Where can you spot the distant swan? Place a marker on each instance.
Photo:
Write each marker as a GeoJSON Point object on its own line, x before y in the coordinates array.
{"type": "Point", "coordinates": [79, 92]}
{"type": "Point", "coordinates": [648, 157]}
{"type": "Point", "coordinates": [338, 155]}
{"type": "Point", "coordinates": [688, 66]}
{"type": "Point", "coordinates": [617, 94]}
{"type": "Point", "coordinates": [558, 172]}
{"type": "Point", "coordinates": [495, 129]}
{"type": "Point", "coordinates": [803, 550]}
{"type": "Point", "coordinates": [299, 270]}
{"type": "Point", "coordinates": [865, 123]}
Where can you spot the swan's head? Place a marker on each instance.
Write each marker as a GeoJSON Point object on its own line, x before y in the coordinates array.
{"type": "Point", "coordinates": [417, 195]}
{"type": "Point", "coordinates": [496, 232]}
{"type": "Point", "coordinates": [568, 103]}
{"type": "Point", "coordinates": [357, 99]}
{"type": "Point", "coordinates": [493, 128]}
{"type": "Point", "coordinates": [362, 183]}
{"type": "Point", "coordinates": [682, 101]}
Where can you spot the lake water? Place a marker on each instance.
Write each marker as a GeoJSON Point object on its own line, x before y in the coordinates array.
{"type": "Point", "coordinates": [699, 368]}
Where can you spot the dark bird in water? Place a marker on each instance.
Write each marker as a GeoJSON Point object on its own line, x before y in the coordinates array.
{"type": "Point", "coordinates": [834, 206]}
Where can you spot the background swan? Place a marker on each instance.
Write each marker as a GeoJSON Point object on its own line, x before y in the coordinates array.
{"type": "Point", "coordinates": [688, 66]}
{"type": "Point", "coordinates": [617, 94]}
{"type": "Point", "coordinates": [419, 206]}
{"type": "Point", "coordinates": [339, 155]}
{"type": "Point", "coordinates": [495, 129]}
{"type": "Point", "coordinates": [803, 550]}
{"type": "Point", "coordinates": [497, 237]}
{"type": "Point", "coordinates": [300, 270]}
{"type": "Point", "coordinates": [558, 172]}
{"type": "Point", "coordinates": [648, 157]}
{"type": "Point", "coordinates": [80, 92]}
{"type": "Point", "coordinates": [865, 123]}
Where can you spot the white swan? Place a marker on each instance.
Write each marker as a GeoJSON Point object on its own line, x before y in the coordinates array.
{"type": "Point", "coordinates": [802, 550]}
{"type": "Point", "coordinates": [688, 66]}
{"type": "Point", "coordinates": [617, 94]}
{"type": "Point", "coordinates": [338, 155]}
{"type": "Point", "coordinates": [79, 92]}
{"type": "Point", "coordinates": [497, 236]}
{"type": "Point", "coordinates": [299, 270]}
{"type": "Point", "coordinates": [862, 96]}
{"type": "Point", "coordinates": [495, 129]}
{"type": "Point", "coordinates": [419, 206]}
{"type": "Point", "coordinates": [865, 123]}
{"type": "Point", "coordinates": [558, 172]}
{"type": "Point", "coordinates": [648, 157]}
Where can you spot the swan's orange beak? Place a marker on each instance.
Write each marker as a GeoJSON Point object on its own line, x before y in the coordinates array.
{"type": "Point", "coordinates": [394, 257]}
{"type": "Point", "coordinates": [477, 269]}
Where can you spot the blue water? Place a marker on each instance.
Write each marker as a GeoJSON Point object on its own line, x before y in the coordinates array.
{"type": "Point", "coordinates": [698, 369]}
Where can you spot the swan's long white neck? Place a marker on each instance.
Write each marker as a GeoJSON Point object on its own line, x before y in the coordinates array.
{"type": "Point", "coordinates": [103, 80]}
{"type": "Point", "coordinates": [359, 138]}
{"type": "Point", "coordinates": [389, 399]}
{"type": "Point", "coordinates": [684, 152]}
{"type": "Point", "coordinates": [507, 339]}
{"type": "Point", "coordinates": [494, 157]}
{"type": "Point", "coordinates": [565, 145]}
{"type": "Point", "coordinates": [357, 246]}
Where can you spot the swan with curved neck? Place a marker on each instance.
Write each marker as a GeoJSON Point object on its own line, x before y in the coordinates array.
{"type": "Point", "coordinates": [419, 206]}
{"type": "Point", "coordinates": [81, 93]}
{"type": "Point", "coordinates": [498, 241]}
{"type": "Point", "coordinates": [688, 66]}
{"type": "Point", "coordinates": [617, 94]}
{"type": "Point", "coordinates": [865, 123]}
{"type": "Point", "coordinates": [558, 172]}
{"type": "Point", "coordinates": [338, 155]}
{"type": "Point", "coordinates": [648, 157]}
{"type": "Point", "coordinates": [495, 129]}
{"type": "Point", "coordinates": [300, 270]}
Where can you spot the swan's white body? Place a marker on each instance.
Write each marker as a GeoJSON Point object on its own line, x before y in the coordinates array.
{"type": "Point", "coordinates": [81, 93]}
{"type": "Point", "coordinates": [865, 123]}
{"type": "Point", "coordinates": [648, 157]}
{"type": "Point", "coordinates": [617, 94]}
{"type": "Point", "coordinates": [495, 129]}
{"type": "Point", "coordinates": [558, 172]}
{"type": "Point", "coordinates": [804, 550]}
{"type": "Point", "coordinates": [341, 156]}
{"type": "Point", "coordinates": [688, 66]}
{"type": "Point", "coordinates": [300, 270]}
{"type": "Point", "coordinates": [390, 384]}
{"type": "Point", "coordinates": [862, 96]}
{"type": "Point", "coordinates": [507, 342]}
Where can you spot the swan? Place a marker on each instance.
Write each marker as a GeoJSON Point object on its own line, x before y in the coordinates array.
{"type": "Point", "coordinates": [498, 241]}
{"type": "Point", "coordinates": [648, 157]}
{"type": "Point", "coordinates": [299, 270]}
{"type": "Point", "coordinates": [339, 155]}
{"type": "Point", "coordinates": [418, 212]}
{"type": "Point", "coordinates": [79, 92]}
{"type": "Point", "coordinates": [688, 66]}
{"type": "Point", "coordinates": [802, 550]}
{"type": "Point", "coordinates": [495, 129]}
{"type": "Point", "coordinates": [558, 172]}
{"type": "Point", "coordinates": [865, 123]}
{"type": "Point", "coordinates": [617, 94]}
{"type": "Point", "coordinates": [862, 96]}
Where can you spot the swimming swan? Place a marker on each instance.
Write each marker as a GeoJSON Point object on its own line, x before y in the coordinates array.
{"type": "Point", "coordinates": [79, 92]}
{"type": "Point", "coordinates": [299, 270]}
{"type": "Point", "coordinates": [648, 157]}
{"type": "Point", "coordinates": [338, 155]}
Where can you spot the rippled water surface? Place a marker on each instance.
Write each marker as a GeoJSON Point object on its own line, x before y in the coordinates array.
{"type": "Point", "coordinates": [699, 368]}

● ● ● ● ● ● ●

> **WHAT YOU NEED TO DO**:
All of the material should appear again, reproduced word for word.

> **THE ANSWER**:
Where can you spot the distant swan? Place a marker on each instance.
Photo:
Write each marker as a GeoJSON Point object on its own line, x before y in the coordinates array.
{"type": "Point", "coordinates": [79, 92]}
{"type": "Point", "coordinates": [648, 157]}
{"type": "Point", "coordinates": [338, 155]}
{"type": "Point", "coordinates": [688, 66]}
{"type": "Point", "coordinates": [617, 94]}
{"type": "Point", "coordinates": [558, 172]}
{"type": "Point", "coordinates": [495, 129]}
{"type": "Point", "coordinates": [803, 550]}
{"type": "Point", "coordinates": [299, 270]}
{"type": "Point", "coordinates": [865, 123]}
Where can you spot the swan's head? Place a marker on each instance.
Write each marker as a GeoJSON Point object on its own line, x before y in the coordinates array.
{"type": "Point", "coordinates": [417, 195]}
{"type": "Point", "coordinates": [496, 232]}
{"type": "Point", "coordinates": [568, 103]}
{"type": "Point", "coordinates": [357, 99]}
{"type": "Point", "coordinates": [493, 128]}
{"type": "Point", "coordinates": [362, 183]}
{"type": "Point", "coordinates": [682, 101]}
Where can you spot the lake water? Place a marker on each instance.
Write each marker as a GeoJSON Point object on its own line, x before y in the coordinates array.
{"type": "Point", "coordinates": [699, 368]}
Where can you spot the dark bird in water? Place a marker on each instance.
Write each marker as a GeoJSON Point object on its own line, x before y in the coordinates array.
{"type": "Point", "coordinates": [834, 206]}
Where can you spot the background swan? Place a marker on each instance.
Write each marker as a GeoJSON Point object on its own line, x before y in the coordinates array.
{"type": "Point", "coordinates": [688, 66]}
{"type": "Point", "coordinates": [617, 94]}
{"type": "Point", "coordinates": [419, 206]}
{"type": "Point", "coordinates": [339, 155]}
{"type": "Point", "coordinates": [495, 129]}
{"type": "Point", "coordinates": [803, 550]}
{"type": "Point", "coordinates": [497, 237]}
{"type": "Point", "coordinates": [300, 270]}
{"type": "Point", "coordinates": [558, 172]}
{"type": "Point", "coordinates": [648, 157]}
{"type": "Point", "coordinates": [80, 92]}
{"type": "Point", "coordinates": [865, 123]}
Where can you spot the white swan? Place a marker on each instance.
Write each marker as a GeoJSON Point object on its own line, x before y in the coordinates array.
{"type": "Point", "coordinates": [802, 550]}
{"type": "Point", "coordinates": [688, 66]}
{"type": "Point", "coordinates": [617, 94]}
{"type": "Point", "coordinates": [338, 155]}
{"type": "Point", "coordinates": [79, 92]}
{"type": "Point", "coordinates": [497, 236]}
{"type": "Point", "coordinates": [299, 270]}
{"type": "Point", "coordinates": [862, 96]}
{"type": "Point", "coordinates": [495, 129]}
{"type": "Point", "coordinates": [419, 206]}
{"type": "Point", "coordinates": [865, 123]}
{"type": "Point", "coordinates": [558, 172]}
{"type": "Point", "coordinates": [648, 157]}
Where can you spot the swan's orange beak? Place a marker on each instance.
Write each marker as a GeoJSON Point object on its own line, x before y in the coordinates array.
{"type": "Point", "coordinates": [394, 257]}
{"type": "Point", "coordinates": [477, 269]}
Where can you spot the blue water? Place a marker on each instance.
Write each marker as a GeoJSON Point object on its own line, x before y in the coordinates array.
{"type": "Point", "coordinates": [698, 369]}
Where can you spot the swan's long white neck? Place a marker on each instance.
Write each marker as a GeoJSON Point object on its own line, x before y in the coordinates array.
{"type": "Point", "coordinates": [103, 80]}
{"type": "Point", "coordinates": [359, 138]}
{"type": "Point", "coordinates": [389, 399]}
{"type": "Point", "coordinates": [684, 152]}
{"type": "Point", "coordinates": [507, 339]}
{"type": "Point", "coordinates": [494, 157]}
{"type": "Point", "coordinates": [565, 145]}
{"type": "Point", "coordinates": [357, 246]}
Where can you spot the swan with curved neck? Place a marker on each instance.
Write each marker as a GeoJSON Point object on its own line, x before y in the coordinates array.
{"type": "Point", "coordinates": [419, 206]}
{"type": "Point", "coordinates": [81, 93]}
{"type": "Point", "coordinates": [498, 241]}
{"type": "Point", "coordinates": [688, 66]}
{"type": "Point", "coordinates": [617, 94]}
{"type": "Point", "coordinates": [865, 123]}
{"type": "Point", "coordinates": [558, 172]}
{"type": "Point", "coordinates": [338, 155]}
{"type": "Point", "coordinates": [648, 157]}
{"type": "Point", "coordinates": [495, 129]}
{"type": "Point", "coordinates": [300, 270]}
Where can you spot the swan's white body? Place a marker on each instance.
Write each marker as a GeoJSON Point object on its own line, x before y in the coordinates array.
{"type": "Point", "coordinates": [81, 93]}
{"type": "Point", "coordinates": [865, 123]}
{"type": "Point", "coordinates": [648, 157]}
{"type": "Point", "coordinates": [617, 94]}
{"type": "Point", "coordinates": [495, 129]}
{"type": "Point", "coordinates": [558, 172]}
{"type": "Point", "coordinates": [804, 550]}
{"type": "Point", "coordinates": [341, 156]}
{"type": "Point", "coordinates": [688, 66]}
{"type": "Point", "coordinates": [300, 270]}
{"type": "Point", "coordinates": [390, 384]}
{"type": "Point", "coordinates": [862, 96]}
{"type": "Point", "coordinates": [507, 342]}
Where can you spot the swan? Place a marker on each instance.
Write each marker as a GeoJSON Point object on its own line, x before y in the coordinates array.
{"type": "Point", "coordinates": [498, 241]}
{"type": "Point", "coordinates": [648, 157]}
{"type": "Point", "coordinates": [299, 270]}
{"type": "Point", "coordinates": [339, 155]}
{"type": "Point", "coordinates": [418, 212]}
{"type": "Point", "coordinates": [79, 92]}
{"type": "Point", "coordinates": [688, 66]}
{"type": "Point", "coordinates": [802, 550]}
{"type": "Point", "coordinates": [495, 129]}
{"type": "Point", "coordinates": [558, 172]}
{"type": "Point", "coordinates": [865, 123]}
{"type": "Point", "coordinates": [617, 94]}
{"type": "Point", "coordinates": [862, 96]}
Where can you spot the swimming swan? Place a marker on each instance.
Write each marker as a GeoJSON Point object on its own line, x before y in the coordinates array.
{"type": "Point", "coordinates": [79, 92]}
{"type": "Point", "coordinates": [299, 270]}
{"type": "Point", "coordinates": [648, 157]}
{"type": "Point", "coordinates": [338, 155]}
Where can you spot the rippled water surface? Place a marker on each instance.
Write each marker as a GeoJSON Point object on its own line, x before y in the coordinates array.
{"type": "Point", "coordinates": [699, 368]}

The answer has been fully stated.